⟨

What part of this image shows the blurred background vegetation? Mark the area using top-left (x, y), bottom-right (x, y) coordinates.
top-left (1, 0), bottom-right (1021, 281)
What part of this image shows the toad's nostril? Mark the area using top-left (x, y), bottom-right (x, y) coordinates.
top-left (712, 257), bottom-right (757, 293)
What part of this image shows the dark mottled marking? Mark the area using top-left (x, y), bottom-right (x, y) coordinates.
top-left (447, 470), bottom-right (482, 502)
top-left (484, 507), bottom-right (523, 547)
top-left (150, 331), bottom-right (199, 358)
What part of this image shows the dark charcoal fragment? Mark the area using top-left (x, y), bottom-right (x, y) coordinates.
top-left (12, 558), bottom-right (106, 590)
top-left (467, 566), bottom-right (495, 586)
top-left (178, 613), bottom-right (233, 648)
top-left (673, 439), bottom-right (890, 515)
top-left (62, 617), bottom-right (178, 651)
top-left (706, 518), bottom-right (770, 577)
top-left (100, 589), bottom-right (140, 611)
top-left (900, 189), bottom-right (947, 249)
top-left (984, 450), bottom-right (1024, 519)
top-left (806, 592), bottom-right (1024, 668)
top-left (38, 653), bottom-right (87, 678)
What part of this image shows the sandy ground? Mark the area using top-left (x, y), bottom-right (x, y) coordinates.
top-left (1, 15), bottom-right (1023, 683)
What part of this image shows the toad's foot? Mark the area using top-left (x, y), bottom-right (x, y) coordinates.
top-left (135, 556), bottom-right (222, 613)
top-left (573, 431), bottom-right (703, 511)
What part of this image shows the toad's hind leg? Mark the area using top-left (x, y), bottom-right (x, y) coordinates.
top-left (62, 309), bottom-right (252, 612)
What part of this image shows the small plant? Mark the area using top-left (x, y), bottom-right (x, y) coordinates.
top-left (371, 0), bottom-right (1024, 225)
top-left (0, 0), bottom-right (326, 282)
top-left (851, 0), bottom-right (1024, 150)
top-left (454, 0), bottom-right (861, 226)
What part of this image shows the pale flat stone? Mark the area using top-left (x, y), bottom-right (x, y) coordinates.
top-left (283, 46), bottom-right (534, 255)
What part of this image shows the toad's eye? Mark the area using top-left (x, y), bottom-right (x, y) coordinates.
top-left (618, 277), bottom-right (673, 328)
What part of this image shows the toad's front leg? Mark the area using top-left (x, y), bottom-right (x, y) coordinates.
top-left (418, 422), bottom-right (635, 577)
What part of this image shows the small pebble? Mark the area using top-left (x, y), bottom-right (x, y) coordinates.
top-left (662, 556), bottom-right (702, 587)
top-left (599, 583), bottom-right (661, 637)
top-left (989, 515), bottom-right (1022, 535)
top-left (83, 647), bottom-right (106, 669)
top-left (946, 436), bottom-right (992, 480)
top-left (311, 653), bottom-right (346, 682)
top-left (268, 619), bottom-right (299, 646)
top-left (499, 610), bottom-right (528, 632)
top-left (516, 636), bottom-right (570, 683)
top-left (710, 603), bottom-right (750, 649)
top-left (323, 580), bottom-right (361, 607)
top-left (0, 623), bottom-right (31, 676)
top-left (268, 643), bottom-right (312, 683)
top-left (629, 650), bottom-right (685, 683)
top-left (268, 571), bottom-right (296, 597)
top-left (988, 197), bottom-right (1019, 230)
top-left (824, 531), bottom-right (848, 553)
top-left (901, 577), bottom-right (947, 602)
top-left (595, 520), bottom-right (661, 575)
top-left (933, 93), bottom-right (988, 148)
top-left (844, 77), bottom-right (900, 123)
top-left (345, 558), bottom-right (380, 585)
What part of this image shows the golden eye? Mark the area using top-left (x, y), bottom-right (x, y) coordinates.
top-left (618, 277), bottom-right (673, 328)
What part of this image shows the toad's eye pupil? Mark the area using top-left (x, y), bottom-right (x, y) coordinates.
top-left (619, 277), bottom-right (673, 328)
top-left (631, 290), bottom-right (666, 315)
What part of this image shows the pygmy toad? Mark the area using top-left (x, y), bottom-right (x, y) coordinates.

⟩

**Requirement**
Every one of the records is to be copied word for word.

**Finished exercise**
What part of this image shows the blurred background vegetation? Mark the area using top-left (x, y), bottom-right (x, y) coordinates.
top-left (1, 0), bottom-right (1021, 281)
What part of this image shows the toad's nostril? Mark the area using top-left (x, y), bottom-right (x, y) coordinates.
top-left (712, 257), bottom-right (757, 293)
What part of this image shows the dark mottled marking? Mark the area using top-left (x, y), bottom-right (x, y) coordinates.
top-left (447, 470), bottom-right (482, 502)
top-left (484, 507), bottom-right (523, 547)
top-left (150, 331), bottom-right (199, 358)
What part of this image shows the dark charcoal fragment? Mark the area using top-left (x, y), bottom-right (x, y) coordinates.
top-left (12, 558), bottom-right (106, 590)
top-left (467, 566), bottom-right (495, 586)
top-left (178, 613), bottom-right (233, 648)
top-left (673, 439), bottom-right (890, 515)
top-left (62, 617), bottom-right (178, 651)
top-left (706, 518), bottom-right (770, 577)
top-left (100, 589), bottom-right (140, 611)
top-left (900, 189), bottom-right (947, 249)
top-left (984, 450), bottom-right (1024, 519)
top-left (806, 592), bottom-right (1024, 668)
top-left (38, 653), bottom-right (87, 678)
What part of this image shows the sandy ground? Mark the area using top-left (x, y), bottom-right (x, y) coordinates.
top-left (1, 15), bottom-right (1023, 683)
What part of this image shows the toad's foot? Mark the area using top-left (x, y), bottom-right (x, y) coordinates.
top-left (135, 556), bottom-right (222, 613)
top-left (573, 431), bottom-right (703, 511)
What part of this image shows the toad's hind leg? Mark the area using top-left (x, y), bottom-right (x, y) coordinates.
top-left (62, 309), bottom-right (252, 612)
What part of this image shows the small plant? Mark the area using top-left (x, y), bottom-right (x, y) coordinates.
top-left (371, 0), bottom-right (1024, 225)
top-left (0, 0), bottom-right (326, 282)
top-left (851, 0), bottom-right (1024, 150)
top-left (454, 0), bottom-right (861, 226)
What part of this image shows the pale flat stone? Mark the area using top-left (x, y), bottom-right (x, y) coordinates.
top-left (283, 46), bottom-right (534, 255)
What part of this image shows the toad's eye? Mark the area using top-left (x, y), bottom-right (x, y) coordinates.
top-left (618, 277), bottom-right (673, 328)
What part of this image shows the toad's front leg? Mark the area using top-left (x, y), bottom-right (x, y) coordinates.
top-left (418, 422), bottom-right (635, 577)
What part of this image shows the small pebble? Mark the area using top-left (x, y), bottom-right (x, y) coordinates.
top-left (662, 556), bottom-right (702, 587)
top-left (599, 583), bottom-right (661, 637)
top-left (989, 515), bottom-right (1022, 535)
top-left (83, 647), bottom-right (106, 669)
top-left (946, 436), bottom-right (992, 480)
top-left (311, 653), bottom-right (346, 682)
top-left (268, 619), bottom-right (299, 646)
top-left (499, 610), bottom-right (528, 632)
top-left (516, 636), bottom-right (570, 683)
top-left (710, 603), bottom-right (750, 649)
top-left (323, 580), bottom-right (361, 607)
top-left (0, 623), bottom-right (31, 676)
top-left (268, 643), bottom-right (312, 683)
top-left (629, 650), bottom-right (685, 683)
top-left (268, 571), bottom-right (296, 597)
top-left (988, 197), bottom-right (1019, 230)
top-left (824, 531), bottom-right (848, 553)
top-left (901, 577), bottom-right (947, 602)
top-left (595, 520), bottom-right (661, 575)
top-left (933, 93), bottom-right (988, 148)
top-left (844, 77), bottom-right (900, 123)
top-left (345, 558), bottom-right (380, 585)
What part of this image shows the golden eye? Mark the area using top-left (x, y), bottom-right (x, y) coordinates.
top-left (618, 277), bottom-right (673, 328)
What part of this image shows the toad's eye pupil? Mark the area using top-left (x, y), bottom-right (x, y) coordinates.
top-left (619, 277), bottom-right (673, 328)
top-left (631, 290), bottom-right (666, 315)
What part of this image shows the pygmy toad? Mark the area using top-left (x, y), bottom-right (x, y) coordinates.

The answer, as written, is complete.